▸ **Exercise objective**
Copy out the lines from the one containing "wall. Examine the image and box all occurrences." through the end of the records, both included, adding 101 to every coordinate and leaving all other lines and text unchanged.

(Records for bounding box labeling)
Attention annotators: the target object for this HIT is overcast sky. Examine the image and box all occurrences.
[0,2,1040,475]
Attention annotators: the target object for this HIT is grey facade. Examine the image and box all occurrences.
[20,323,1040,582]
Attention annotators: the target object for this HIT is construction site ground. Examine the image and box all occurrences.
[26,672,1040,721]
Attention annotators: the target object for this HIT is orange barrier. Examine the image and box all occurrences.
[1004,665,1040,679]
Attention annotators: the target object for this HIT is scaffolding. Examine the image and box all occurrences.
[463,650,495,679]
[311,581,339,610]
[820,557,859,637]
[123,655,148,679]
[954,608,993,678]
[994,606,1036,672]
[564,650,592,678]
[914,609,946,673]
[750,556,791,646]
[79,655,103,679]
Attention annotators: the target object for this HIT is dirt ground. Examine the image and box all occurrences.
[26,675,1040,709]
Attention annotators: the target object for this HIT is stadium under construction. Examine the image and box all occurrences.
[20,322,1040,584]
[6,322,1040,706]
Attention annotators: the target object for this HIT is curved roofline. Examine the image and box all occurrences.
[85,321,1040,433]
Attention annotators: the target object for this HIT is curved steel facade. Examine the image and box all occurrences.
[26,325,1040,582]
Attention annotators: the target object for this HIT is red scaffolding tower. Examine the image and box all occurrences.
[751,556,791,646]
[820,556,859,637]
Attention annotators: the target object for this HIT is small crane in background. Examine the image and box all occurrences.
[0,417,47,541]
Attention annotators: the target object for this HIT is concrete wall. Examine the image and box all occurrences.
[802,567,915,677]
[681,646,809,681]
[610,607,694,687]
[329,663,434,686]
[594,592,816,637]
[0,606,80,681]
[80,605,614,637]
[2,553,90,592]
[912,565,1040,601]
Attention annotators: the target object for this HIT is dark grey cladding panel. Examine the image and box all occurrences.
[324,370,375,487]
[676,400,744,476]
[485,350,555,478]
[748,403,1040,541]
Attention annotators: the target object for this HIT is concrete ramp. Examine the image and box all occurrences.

▸ **Answer to this problem**
Attention annotators: the target object for this HIT is concrete wall. Examine the image and box all occurrences.
[903,668,1016,778]
[782,747,910,782]
[711,708,795,788]
[430,764,535,787]
[695,693,917,738]
[101,707,181,782]
[181,706,715,738]
[103,654,191,693]
[1013,666,1141,702]
Attention annotators: the target object for this HIT is dark grey cladding panel. Examine the image and box all occurrences.
[425,471,476,588]
[777,501,845,577]
[586,451,656,579]
[849,504,1141,642]
Attention annotators: the target object for this HIT is concrete ramp. Examine the image and box all occurrences.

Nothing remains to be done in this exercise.